Exercise brief
Recast the records below as a numbered list with one line per item. Skip blank lines and leave the pictures out.

*-*-*

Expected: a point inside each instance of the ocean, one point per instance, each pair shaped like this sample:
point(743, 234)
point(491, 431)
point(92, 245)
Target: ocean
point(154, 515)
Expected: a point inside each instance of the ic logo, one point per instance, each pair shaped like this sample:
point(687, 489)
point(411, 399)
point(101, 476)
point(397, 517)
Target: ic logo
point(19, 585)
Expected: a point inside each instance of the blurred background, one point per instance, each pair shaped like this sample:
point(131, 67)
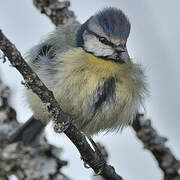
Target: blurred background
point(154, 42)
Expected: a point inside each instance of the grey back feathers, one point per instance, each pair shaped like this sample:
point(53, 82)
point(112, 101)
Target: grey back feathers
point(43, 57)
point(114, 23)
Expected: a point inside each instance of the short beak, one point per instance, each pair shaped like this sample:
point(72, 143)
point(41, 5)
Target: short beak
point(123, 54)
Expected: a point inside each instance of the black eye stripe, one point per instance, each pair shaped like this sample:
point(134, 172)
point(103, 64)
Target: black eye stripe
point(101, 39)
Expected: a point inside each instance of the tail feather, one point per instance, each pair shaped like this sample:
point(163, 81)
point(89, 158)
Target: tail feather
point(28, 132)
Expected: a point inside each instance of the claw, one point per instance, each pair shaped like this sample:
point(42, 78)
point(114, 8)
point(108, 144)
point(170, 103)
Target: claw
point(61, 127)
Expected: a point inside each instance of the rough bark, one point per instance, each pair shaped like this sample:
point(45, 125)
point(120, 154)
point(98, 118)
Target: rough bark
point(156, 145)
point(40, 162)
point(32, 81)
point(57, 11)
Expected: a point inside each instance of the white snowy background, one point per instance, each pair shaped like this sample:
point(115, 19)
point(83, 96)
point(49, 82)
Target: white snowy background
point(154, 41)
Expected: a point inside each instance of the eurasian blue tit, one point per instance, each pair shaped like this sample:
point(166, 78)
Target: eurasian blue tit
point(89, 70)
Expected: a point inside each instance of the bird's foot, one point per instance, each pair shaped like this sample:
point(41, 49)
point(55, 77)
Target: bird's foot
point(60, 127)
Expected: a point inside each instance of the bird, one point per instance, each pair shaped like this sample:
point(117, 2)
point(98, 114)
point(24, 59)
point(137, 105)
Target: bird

*-*-*

The reply
1. Expected: a point inside each instance of the ocean, one point per instance, each pair shaped like this sample:
2. point(743, 234)
3. point(491, 431)
4. point(92, 245)
5. Target: ocean
6. point(154, 515)
7. Expected: a point inside each instance of the ic logo, one point per instance, each pair shaped like this sample:
8. point(687, 489)
9. point(411, 399)
10. point(101, 476)
11. point(397, 517)
12. Target: ic logo
13. point(19, 585)
14. Expected: a point inside each instance of the blurred background, one point per instance, each pair shaped like this sample:
15. point(131, 67)
16. Target: blurred background
17. point(154, 42)
18. Expected: a point inside each instance of the grey back feathers, one point per instance, each pair shaped like this sample:
19. point(53, 82)
20. point(112, 101)
21. Target: grey back feathers
22. point(43, 57)
23. point(114, 23)
24. Expected: a point inside each instance of the short beak, one point per instance, each pair shaped like this sample:
25. point(72, 143)
26. point(41, 5)
27. Target: short beak
28. point(123, 54)
29. Expected: a point inside each instance of the black eye stripe, one point per instance, each pair shaped like this sample:
30. point(134, 172)
31. point(103, 64)
32. Target: black eye stripe
33. point(101, 39)
34. Expected: a point inside each instance of the tail feather, one point per instance, each pair shaped like this sample:
35. point(163, 81)
36. point(89, 158)
37. Target: tail feather
38. point(28, 132)
39. Expected: a point inside each instance of the claw, one point per instance, each pair shaped like this sample:
40. point(42, 78)
41. point(114, 8)
42. point(108, 144)
43. point(170, 103)
44. Target: claw
45. point(61, 127)
46. Expected: a point inside each instance of the rough bark, one point per instance, each pair shaped like this sample:
47. point(45, 125)
48. point(120, 154)
49. point(98, 118)
50. Target: rough bark
51. point(156, 145)
52. point(40, 162)
53. point(32, 81)
54. point(57, 11)
55. Expected: a point inside each instance of the white snowy background, one point per instance, each pair shaped like this sample:
56. point(115, 19)
57. point(83, 96)
58. point(49, 82)
59. Target: white snowy background
60. point(154, 41)
61. Expected: a point inside each instance of the eurasian blue tit, one point per instance, each pair shaped like this sample:
62. point(166, 78)
63. Target: eurasian blue tit
64. point(89, 70)
65. Expected: a point inside each instance of the bird's foot, one point per instance, each pair shaped like this sample:
66. point(41, 49)
67. point(55, 77)
68. Target: bird's foot
69. point(60, 127)
70. Expected: a point inside each instance of the bird, one point per instance, each pair shaped like this sample:
71. point(117, 2)
72. point(98, 114)
73. point(24, 59)
74. point(137, 105)
75. Target: bird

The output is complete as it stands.